PROMPT → Return every line of the listing below that contains the word "woman".

Collected data entries:
* Start *
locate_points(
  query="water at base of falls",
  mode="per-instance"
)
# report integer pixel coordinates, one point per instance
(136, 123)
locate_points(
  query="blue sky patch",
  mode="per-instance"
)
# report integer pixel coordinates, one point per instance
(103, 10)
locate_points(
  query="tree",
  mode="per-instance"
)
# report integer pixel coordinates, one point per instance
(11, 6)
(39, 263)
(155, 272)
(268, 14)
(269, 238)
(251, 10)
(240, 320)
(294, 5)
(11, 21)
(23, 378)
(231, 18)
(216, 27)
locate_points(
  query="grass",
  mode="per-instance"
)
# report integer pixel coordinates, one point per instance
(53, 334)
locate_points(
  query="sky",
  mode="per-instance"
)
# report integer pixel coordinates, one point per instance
* End *
* Start *
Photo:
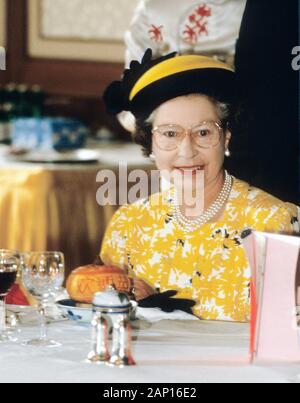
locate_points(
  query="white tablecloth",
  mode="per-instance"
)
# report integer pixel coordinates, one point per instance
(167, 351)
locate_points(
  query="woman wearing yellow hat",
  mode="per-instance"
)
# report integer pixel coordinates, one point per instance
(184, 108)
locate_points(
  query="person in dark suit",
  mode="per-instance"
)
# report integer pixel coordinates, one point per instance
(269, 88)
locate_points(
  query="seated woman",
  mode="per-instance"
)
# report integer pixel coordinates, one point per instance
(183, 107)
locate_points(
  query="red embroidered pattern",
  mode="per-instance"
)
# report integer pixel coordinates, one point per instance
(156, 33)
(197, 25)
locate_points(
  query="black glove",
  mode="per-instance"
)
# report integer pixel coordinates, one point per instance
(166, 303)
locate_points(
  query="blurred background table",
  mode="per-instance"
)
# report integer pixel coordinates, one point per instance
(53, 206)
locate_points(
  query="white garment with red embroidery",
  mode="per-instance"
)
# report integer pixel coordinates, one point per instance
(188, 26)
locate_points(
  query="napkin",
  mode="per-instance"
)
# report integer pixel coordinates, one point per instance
* End *
* Start *
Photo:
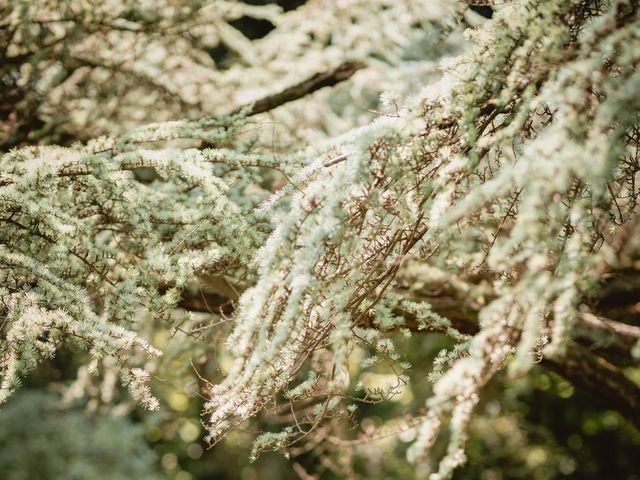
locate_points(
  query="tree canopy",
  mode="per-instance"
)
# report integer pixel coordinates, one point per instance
* End *
COMPLETED EXERCISE →
  query="woman wearing yellow hat",
  query="seated woman",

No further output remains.